### Instruction
Rewrite the material as a numbered list, omitting blank lines, covering only the portion that runs from the start of the material through the line containing "POLYGON ((25 158, 28".

### Contour labeling items
________________

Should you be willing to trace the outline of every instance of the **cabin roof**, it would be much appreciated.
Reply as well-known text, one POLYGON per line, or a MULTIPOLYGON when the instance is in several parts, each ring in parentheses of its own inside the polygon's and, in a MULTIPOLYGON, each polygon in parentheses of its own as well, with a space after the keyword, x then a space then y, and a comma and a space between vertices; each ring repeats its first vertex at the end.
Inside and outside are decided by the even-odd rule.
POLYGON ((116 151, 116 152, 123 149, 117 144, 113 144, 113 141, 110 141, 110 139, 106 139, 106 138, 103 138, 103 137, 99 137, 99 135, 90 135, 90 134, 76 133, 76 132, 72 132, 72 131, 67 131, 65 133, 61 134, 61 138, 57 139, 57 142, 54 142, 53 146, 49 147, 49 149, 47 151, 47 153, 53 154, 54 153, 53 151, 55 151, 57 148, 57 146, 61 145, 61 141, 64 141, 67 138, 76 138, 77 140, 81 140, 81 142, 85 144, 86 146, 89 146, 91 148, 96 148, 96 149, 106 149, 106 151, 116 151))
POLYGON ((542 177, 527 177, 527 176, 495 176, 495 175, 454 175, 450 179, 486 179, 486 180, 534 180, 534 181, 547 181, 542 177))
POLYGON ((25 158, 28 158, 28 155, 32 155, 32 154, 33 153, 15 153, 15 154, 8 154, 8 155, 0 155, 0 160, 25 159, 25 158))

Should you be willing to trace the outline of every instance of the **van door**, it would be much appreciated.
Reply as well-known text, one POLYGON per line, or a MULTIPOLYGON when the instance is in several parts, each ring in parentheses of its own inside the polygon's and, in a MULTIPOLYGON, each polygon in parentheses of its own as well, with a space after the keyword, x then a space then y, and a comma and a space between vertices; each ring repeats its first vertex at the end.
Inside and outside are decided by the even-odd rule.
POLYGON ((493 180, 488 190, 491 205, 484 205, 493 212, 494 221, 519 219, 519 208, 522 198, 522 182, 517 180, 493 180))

________________

### Answer to this task
1. Should you be willing to trace the outline of every instance of the **cabin roof**, it would be much appreciated.
2. Reply as well-known text, one POLYGON per line, or a MULTIPOLYGON when the instance is in several parts, each ring in parentheses of its own inside the polygon's and, in a MULTIPOLYGON, each polygon in parentheses of its own as well, with a space after the keyword, x then a space then y, and a comma and a space between vertices; each ring repeats its first vertex at the end.
3. Inside and outside are decided by the even-odd rule.
4. POLYGON ((116 151, 116 152, 123 149, 117 144, 113 144, 113 141, 110 141, 110 139, 106 139, 106 138, 103 138, 103 137, 99 137, 99 135, 90 135, 90 134, 76 133, 76 132, 72 132, 72 131, 67 131, 65 133, 61 134, 61 138, 57 139, 57 142, 54 142, 53 146, 49 147, 49 149, 47 151, 47 153, 53 154, 54 153, 53 151, 55 151, 57 148, 57 146, 61 145, 61 141, 64 141, 67 138, 76 138, 77 140, 81 140, 81 142, 85 144, 86 146, 89 146, 91 148, 96 148, 96 149, 106 149, 106 151, 116 151))
5. POLYGON ((542 177, 527 177, 527 176, 495 176, 495 175, 454 175, 450 179, 486 179, 486 180, 534 180, 534 181, 547 181, 542 177))
6. POLYGON ((25 158, 28 158, 28 155, 32 155, 32 154, 33 153, 15 153, 15 154, 8 154, 8 155, 0 155, 0 160, 25 159, 25 158))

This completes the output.